### What you should do
Copy the stretch of the listing from its start through the line containing "(1006, 457)", swapping every "indicate" for "mark" and keeping everything else the same.
============
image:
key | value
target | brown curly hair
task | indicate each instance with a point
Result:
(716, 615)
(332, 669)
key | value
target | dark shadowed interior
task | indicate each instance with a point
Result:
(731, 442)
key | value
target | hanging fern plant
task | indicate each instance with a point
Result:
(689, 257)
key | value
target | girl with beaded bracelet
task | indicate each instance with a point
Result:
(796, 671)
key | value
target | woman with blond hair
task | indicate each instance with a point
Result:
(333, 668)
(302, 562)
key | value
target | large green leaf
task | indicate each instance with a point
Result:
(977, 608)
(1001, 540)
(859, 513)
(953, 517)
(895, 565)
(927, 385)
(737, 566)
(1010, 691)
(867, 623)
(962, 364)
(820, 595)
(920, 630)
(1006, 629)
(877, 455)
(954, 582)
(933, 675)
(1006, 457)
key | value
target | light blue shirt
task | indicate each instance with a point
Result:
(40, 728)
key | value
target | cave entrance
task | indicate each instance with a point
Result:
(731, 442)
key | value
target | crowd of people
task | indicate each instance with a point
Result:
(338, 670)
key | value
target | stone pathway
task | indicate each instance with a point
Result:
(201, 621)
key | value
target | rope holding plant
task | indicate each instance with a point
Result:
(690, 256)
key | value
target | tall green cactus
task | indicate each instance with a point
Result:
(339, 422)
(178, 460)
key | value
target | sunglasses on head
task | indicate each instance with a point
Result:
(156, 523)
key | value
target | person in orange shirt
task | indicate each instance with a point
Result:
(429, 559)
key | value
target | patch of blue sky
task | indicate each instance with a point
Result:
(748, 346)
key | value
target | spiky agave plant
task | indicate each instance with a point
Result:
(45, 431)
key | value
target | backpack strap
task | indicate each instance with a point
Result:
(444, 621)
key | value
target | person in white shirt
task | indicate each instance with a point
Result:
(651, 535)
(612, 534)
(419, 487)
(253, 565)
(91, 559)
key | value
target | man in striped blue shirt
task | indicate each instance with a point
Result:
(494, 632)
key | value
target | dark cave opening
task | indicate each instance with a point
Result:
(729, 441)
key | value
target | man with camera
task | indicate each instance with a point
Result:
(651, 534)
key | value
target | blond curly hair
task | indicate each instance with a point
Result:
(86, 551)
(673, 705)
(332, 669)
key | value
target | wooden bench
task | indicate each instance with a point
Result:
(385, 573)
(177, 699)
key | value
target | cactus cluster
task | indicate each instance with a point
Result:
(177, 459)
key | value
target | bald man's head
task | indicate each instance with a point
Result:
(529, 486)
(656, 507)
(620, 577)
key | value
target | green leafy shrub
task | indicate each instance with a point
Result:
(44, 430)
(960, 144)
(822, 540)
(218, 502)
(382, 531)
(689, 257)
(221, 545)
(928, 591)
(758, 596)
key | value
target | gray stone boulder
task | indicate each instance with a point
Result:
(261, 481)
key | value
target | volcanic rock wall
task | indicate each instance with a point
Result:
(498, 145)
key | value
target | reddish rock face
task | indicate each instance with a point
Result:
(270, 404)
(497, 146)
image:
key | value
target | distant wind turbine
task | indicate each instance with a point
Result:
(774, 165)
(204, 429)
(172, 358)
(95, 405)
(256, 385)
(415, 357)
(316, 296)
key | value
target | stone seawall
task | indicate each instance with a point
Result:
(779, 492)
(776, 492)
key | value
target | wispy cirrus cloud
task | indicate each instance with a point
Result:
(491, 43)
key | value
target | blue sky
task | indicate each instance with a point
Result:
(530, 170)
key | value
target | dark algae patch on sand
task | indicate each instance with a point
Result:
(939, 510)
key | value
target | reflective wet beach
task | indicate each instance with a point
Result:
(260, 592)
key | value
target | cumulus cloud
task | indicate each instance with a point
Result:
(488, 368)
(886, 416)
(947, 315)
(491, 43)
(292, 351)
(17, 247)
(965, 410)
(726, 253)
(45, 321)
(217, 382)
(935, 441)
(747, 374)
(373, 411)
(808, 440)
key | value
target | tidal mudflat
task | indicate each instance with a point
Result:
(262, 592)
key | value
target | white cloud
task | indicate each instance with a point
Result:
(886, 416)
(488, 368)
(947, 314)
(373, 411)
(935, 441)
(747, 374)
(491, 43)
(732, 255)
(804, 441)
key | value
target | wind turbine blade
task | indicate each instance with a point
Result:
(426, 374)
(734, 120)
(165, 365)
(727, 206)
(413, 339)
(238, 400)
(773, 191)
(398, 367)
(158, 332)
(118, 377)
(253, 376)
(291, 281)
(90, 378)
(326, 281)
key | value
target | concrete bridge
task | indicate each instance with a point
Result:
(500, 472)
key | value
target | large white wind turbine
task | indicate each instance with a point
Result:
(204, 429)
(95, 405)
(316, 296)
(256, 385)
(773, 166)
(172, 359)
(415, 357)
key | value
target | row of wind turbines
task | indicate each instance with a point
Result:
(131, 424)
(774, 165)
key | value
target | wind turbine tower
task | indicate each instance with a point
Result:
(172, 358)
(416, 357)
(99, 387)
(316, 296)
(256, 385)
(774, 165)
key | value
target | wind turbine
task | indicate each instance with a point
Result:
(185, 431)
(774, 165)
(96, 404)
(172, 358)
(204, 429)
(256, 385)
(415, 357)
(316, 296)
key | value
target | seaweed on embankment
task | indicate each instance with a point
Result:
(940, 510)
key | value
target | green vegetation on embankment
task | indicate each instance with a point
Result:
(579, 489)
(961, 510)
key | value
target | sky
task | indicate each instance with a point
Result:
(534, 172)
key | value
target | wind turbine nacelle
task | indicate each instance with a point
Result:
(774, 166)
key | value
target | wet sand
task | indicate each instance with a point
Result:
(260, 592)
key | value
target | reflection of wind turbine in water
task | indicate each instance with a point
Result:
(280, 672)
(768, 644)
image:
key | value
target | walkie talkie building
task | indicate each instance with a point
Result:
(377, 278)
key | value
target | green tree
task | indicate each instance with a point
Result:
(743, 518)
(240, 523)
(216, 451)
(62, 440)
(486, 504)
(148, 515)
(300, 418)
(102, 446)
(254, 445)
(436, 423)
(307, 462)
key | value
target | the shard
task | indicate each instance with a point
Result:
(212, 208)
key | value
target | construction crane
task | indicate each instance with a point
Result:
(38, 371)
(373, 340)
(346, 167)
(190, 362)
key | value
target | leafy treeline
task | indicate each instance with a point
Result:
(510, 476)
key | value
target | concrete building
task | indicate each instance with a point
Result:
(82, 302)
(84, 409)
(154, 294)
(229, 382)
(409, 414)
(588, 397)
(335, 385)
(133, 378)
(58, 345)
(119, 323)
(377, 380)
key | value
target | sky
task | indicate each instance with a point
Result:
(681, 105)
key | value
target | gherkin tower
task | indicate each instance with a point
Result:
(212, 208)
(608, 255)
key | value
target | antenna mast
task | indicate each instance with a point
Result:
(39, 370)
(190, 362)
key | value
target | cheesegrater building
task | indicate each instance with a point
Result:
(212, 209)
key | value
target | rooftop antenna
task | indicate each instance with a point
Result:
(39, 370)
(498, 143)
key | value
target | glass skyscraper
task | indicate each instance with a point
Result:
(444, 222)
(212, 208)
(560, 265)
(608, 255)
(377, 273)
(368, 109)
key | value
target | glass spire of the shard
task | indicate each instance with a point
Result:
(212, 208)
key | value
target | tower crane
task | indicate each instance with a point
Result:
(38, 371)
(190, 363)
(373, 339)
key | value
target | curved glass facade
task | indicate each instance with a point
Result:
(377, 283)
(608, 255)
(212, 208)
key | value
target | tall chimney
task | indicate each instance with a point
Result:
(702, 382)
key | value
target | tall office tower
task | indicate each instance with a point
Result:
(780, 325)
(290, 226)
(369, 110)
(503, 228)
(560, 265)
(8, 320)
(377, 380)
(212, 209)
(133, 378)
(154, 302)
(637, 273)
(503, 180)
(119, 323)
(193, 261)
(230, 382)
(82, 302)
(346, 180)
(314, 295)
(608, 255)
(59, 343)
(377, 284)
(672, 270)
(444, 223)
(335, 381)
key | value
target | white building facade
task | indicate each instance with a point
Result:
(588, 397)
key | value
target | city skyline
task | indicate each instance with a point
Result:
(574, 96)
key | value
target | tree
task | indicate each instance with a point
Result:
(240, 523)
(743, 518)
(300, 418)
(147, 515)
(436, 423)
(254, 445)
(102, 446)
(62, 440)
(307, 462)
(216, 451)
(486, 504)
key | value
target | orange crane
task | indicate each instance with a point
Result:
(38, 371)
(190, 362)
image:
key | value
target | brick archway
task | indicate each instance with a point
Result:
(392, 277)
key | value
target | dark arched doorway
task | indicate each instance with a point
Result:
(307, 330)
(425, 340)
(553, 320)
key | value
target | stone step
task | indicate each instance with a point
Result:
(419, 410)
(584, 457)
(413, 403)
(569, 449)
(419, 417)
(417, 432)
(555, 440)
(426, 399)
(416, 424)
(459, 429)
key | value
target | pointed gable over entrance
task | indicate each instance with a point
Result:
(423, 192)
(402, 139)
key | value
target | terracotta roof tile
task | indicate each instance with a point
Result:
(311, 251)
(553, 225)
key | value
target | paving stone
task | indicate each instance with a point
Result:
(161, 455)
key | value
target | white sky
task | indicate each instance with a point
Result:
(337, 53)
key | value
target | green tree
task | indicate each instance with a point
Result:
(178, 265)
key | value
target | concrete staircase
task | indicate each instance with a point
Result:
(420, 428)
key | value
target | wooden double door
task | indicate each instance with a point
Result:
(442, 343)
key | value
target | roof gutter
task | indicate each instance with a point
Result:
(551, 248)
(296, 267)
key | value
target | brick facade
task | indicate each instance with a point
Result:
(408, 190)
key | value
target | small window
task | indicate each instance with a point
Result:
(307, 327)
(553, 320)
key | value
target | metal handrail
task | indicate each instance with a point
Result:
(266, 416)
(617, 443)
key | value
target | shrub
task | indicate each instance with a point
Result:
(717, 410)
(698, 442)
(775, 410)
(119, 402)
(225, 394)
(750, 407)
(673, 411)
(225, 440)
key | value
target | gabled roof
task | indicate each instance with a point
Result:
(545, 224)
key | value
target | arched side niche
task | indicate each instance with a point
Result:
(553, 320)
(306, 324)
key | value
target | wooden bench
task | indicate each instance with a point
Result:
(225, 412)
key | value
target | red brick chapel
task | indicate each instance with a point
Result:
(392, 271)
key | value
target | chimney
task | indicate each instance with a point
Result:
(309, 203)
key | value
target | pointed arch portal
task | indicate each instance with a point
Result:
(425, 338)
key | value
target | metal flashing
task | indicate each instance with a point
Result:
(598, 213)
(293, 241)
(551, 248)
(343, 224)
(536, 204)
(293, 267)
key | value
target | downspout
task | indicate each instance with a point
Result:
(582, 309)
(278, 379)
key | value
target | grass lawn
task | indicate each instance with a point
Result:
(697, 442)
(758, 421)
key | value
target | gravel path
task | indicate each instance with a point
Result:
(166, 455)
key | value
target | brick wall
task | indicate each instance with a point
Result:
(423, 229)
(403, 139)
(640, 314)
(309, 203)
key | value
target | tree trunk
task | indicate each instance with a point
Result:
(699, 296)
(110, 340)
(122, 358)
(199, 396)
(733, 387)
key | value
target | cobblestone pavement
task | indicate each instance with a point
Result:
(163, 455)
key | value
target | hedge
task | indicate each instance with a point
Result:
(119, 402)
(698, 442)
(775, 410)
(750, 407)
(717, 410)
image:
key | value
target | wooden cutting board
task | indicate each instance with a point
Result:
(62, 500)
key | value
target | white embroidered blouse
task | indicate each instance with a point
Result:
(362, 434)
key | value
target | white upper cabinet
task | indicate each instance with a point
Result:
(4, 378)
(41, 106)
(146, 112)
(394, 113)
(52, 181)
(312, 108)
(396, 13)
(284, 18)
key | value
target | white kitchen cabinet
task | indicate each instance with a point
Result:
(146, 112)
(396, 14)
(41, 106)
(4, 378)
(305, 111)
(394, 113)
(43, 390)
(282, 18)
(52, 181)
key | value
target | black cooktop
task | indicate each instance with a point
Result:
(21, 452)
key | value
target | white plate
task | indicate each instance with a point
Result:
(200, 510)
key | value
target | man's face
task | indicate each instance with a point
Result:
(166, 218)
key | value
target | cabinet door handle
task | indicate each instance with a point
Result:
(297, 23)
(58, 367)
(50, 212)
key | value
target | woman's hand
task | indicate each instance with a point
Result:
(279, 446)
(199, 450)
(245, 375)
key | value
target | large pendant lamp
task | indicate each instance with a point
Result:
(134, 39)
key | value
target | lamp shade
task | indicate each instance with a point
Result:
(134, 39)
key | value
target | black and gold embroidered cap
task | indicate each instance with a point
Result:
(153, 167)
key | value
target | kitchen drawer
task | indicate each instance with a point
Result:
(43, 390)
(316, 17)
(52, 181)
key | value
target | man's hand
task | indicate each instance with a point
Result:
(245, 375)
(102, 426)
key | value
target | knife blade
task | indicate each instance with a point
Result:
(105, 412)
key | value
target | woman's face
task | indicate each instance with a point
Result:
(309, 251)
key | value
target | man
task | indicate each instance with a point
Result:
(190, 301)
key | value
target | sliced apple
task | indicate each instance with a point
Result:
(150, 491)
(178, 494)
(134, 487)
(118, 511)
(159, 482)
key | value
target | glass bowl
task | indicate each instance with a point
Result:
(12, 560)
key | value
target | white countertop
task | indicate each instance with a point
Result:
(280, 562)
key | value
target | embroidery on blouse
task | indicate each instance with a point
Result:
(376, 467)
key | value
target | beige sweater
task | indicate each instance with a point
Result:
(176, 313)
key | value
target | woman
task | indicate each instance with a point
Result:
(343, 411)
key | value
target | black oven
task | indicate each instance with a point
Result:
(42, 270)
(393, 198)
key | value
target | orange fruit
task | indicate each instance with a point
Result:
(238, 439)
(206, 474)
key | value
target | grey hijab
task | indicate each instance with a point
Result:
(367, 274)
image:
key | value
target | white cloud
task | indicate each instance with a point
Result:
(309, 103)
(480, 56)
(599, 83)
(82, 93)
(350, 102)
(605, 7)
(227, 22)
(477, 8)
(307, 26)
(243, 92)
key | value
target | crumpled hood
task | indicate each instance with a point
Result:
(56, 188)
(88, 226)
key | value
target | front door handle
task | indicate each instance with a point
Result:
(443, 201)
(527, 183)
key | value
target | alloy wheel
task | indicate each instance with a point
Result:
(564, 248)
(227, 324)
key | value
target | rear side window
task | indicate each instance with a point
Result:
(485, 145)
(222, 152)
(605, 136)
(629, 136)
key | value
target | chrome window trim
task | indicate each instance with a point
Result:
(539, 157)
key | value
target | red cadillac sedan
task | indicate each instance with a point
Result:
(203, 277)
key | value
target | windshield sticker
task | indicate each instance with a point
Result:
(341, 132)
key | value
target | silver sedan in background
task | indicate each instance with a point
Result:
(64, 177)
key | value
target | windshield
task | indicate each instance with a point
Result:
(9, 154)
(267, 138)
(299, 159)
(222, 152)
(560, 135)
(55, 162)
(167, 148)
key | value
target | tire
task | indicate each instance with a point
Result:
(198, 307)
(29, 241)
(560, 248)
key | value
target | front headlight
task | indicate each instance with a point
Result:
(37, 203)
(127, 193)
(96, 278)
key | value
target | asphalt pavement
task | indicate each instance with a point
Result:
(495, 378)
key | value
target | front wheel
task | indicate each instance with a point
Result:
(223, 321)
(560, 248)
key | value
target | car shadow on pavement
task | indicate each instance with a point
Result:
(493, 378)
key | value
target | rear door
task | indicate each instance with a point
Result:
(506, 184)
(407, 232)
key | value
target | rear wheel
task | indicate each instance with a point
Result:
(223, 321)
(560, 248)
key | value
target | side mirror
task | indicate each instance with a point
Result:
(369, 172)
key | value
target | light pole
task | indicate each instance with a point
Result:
============
### Output below
image:
key | value
target | brown curly hair
task | mark each instance with a point
Result:
(716, 615)
(332, 669)
key | value
target | dark shadowed interior
task | mark each instance with a point
Result:
(731, 442)
key | value
target | hanging fern plant
task | mark each instance with a point
Result:
(689, 257)
key | value
target | girl with beaded bracelet
task | mark each instance with a point
Result:
(796, 671)
key | value
target | woman with blond hair
task | mark each instance with a point
Result:
(333, 668)
(302, 562)
key | value
target | large green leaf
task | mark each instance with a point
Result:
(977, 608)
(1001, 540)
(859, 513)
(953, 517)
(895, 565)
(927, 385)
(737, 566)
(1010, 691)
(867, 623)
(962, 364)
(820, 595)
(920, 630)
(1006, 629)
(877, 455)
(954, 582)
(933, 675)
(1006, 457)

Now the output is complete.